## Activity
For each entry below, write an exact copy and leave out the images.

## Information provided

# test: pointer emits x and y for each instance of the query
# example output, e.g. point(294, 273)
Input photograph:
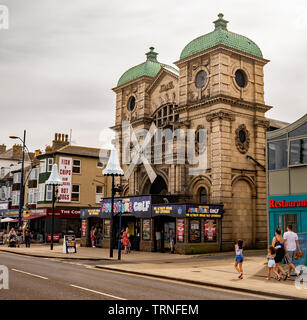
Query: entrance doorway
point(134, 226)
point(165, 230)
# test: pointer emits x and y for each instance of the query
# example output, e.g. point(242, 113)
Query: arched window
point(203, 198)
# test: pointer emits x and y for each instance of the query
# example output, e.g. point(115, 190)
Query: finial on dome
point(151, 55)
point(220, 23)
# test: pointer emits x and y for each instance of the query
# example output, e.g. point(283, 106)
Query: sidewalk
point(214, 270)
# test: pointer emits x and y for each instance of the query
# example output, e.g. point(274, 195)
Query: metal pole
point(52, 222)
point(119, 233)
point(112, 217)
point(21, 197)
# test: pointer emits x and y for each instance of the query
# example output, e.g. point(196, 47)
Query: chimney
point(2, 148)
point(59, 141)
point(17, 151)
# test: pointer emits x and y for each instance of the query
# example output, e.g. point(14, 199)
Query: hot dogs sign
point(65, 171)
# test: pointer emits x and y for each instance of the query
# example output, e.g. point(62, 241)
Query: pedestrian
point(19, 237)
point(239, 258)
point(291, 242)
point(278, 243)
point(28, 238)
point(126, 241)
point(271, 263)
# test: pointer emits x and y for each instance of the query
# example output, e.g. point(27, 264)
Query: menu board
point(146, 229)
point(180, 230)
point(210, 230)
point(195, 233)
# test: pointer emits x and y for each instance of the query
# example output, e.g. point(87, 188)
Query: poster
point(180, 230)
point(210, 230)
point(146, 229)
point(195, 235)
point(65, 171)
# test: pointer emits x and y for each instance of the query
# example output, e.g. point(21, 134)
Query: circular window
point(242, 136)
point(241, 78)
point(131, 103)
point(201, 79)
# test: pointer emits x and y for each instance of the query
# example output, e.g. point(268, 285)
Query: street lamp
point(54, 180)
point(21, 197)
point(113, 169)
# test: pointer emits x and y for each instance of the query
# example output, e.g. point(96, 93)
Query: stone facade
point(223, 108)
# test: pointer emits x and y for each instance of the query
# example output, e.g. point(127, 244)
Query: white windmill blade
point(150, 171)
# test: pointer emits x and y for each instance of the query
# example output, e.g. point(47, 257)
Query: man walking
point(291, 242)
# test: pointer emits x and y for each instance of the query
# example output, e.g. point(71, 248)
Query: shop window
point(290, 219)
point(203, 195)
point(49, 164)
point(195, 231)
point(76, 167)
point(75, 193)
point(146, 229)
point(298, 152)
point(99, 193)
point(278, 154)
point(210, 230)
point(106, 228)
point(180, 230)
point(48, 193)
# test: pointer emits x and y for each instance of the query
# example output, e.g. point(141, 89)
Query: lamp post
point(21, 197)
point(113, 169)
point(54, 180)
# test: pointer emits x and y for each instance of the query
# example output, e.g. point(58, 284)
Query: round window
point(201, 79)
point(242, 136)
point(241, 78)
point(131, 103)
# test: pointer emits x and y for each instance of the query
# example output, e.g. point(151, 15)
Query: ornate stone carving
point(222, 115)
point(242, 138)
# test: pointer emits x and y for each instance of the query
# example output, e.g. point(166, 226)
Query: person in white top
point(291, 242)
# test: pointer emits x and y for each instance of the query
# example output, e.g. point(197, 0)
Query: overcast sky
point(60, 59)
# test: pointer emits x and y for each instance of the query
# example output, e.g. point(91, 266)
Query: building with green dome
point(216, 86)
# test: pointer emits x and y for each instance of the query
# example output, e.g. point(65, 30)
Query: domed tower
point(221, 89)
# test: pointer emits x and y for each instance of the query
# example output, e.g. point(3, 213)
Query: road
point(41, 279)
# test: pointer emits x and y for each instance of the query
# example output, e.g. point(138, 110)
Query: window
point(278, 154)
point(49, 164)
point(33, 174)
point(17, 177)
point(75, 193)
point(76, 168)
point(298, 152)
point(99, 193)
point(48, 193)
point(41, 192)
point(42, 166)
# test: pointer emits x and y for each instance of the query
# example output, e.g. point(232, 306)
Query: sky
point(60, 59)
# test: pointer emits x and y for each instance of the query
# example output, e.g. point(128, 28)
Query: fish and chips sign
point(65, 172)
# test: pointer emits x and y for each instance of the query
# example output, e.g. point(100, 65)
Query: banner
point(65, 172)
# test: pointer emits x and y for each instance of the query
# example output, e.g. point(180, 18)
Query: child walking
point(271, 263)
point(239, 258)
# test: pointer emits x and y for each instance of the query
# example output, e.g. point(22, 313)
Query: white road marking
point(94, 291)
point(30, 274)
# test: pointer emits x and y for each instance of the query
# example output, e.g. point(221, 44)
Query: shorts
point(291, 257)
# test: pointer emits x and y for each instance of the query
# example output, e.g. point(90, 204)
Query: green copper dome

## Answer area
# test: pointer emits x and y for each instance of the query
# example output, e.g. point(294, 273)
Input photograph:
Query: entrance doorway
point(134, 226)
point(165, 230)
# test: pointer emits x and y for each instance of the query
# example output, e.g. point(242, 113)
Query: arched window
point(203, 198)
# test: pointer emits x and y for each instance of the query
# example output, e.g. point(115, 190)
Query: finial on dome
point(151, 55)
point(220, 23)
# test: pointer emits x and y for each instance of the query
# example output, e.g. point(283, 106)
Query: sidewalk
point(214, 270)
# test: pointer emits x and y for each instance of the query
# example output, e.g. point(274, 195)
Query: metal pole
point(52, 222)
point(119, 233)
point(112, 217)
point(21, 197)
# test: pointer emits x and y for each instance of the query
# example output, e.g. point(196, 47)
Query: chimney
point(2, 148)
point(59, 141)
point(17, 151)
# test: pointer emits x and y for each instance of the query
# example output, e.g. point(14, 199)
Query: hot dogs sign
point(65, 171)
# test: pointer emits x and y for each instance of the query
# example output, e.g. point(62, 241)
Query: pedestrian
point(19, 237)
point(239, 258)
point(291, 242)
point(278, 243)
point(28, 238)
point(126, 241)
point(271, 263)
# test: pointer emits x and y for each instance of the query
# example output, e.g. point(27, 264)
Query: menu board
point(146, 229)
point(180, 230)
point(210, 230)
point(195, 233)
# test: pointer emits x and y for each instance of the query
# example output, e.g. point(87, 188)
Query: poster
point(180, 230)
point(210, 230)
point(146, 229)
point(195, 235)
point(65, 171)
# test: pointer emits x and y for each instance of the query
# example output, e.g. point(21, 134)
Query: circular window
point(242, 136)
point(241, 78)
point(131, 103)
point(201, 79)
# test: pointer emits x and y for each instance of the query
# example output, e.g. point(268, 285)
Query: street lamp
point(54, 180)
point(21, 197)
point(113, 169)
# test: pointer emits x and y for each instance of the query
# example output, e.g. point(96, 93)
Query: stone facade
point(223, 108)
# test: pointer emits x and y for each instance of the query
# example output, e.g. point(127, 244)
Query: white windmill blade
point(150, 171)
# test: pointer emits x and y for each instance of the query
# example output, e.g. point(47, 257)
Query: man walking
point(291, 242)
# test: pointer emits x and y for each instance of the query
# example output, e.g. point(71, 248)
Query: shop window
point(290, 219)
point(203, 195)
point(49, 164)
point(195, 231)
point(76, 167)
point(75, 193)
point(146, 229)
point(298, 152)
point(99, 193)
point(278, 154)
point(210, 230)
point(106, 228)
point(180, 230)
point(48, 193)
# test: pointer emits x and y for each instance of the query
# example output, e.g. point(141, 89)
Query: lamp post
point(21, 197)
point(113, 169)
point(54, 180)
# test: pointer emits x and y for each instance of the query
# example output, e.g. point(58, 284)
Query: round window
point(201, 79)
point(242, 136)
point(241, 78)
point(131, 103)
# test: pointer emits x and y for each instance of the query
# example output, e.g. point(151, 15)
Query: ornate stone carving
point(222, 115)
point(242, 138)
# test: pointer emits x and y for each instance of the query
# example output, e.g. point(166, 226)
Query: person in white top
point(291, 242)
# test: pointer emits x and y for each instance of the query
# example output, e.g. point(197, 0)
Query: overcast sky
point(60, 59)
# test: pointer emits x and y for each instance of the query
# example output, e.g. point(91, 266)
Query: building with green dome
point(216, 86)
# test: pointer emits x and y for each instance of the query
# example output, e.g. point(65, 30)
Query: domed tower
point(221, 89)
# test: pointer emits x and y for each instance of the query
# example output, e.g. point(3, 213)
Query: road
point(41, 279)
# test: pointer emits x and y for each instance of the query
# example output, e.g. point(138, 110)
Query: window
point(278, 154)
point(49, 164)
point(33, 174)
point(17, 177)
point(75, 193)
point(76, 168)
point(298, 152)
point(99, 193)
point(48, 193)
point(41, 192)
point(42, 166)
# test: pointer emits x and y for each instance of the query
# example output, e.g. point(232, 306)
Query: sky
point(60, 59)
# test: pointer emits x and y for each instance of the query
# example output, e.g. point(128, 28)
Query: fish and chips sign
point(65, 172)
# test: pointer emits x and y for each instance of the query
# example output, e.g. point(100, 65)
Query: banner
point(65, 172)
# test: pointer emits x and y for each instance of the query
# example output, e.g. point(180, 18)
Query: child walking
point(271, 263)
point(239, 258)
# test: pointer emits x and y for each instance of the query
# example output, e.g. point(22, 313)
Query: white road marking
point(94, 291)
point(30, 274)
# test: pointer emits x and y for each instance of the query
# example output, e.g. point(221, 44)
Query: shorts
point(291, 257)
# test: pointer emits x and y for each instance of the query
# example output, e.g. point(90, 204)
Query: green copper dome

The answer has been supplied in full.